* Task directions:
Show each line of the data below that contains the string "white", with case counting.

— begin —

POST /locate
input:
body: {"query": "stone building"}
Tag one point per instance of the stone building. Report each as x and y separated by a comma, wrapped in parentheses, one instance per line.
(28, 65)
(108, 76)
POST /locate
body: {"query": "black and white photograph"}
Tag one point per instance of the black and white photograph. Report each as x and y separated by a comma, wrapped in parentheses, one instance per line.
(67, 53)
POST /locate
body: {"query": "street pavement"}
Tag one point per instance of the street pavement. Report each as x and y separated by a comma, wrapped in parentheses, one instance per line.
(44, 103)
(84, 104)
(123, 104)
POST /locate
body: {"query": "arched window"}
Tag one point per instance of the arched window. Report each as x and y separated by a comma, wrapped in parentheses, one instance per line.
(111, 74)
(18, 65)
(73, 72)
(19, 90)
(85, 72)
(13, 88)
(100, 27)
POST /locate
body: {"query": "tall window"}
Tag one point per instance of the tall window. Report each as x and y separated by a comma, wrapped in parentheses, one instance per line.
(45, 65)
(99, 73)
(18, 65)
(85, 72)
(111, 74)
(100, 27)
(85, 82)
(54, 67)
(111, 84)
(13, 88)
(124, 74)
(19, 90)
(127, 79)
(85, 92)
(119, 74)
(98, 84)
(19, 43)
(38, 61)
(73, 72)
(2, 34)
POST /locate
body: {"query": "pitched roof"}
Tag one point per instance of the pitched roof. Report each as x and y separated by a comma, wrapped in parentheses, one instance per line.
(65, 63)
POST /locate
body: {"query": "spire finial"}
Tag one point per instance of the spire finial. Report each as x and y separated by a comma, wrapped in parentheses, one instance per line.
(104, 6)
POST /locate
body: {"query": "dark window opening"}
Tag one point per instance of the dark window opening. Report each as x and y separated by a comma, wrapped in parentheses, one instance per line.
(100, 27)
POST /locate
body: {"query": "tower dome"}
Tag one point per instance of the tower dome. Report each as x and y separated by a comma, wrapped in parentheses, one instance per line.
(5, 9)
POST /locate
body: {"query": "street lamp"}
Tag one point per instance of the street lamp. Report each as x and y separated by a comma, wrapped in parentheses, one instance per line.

— end —

* Task response:
body: {"query": "black and white photograph"}
Tag one point per instance of the black and white photograph. Report each as x and y separated by a comma, wrapped in parentheses, one instance per line.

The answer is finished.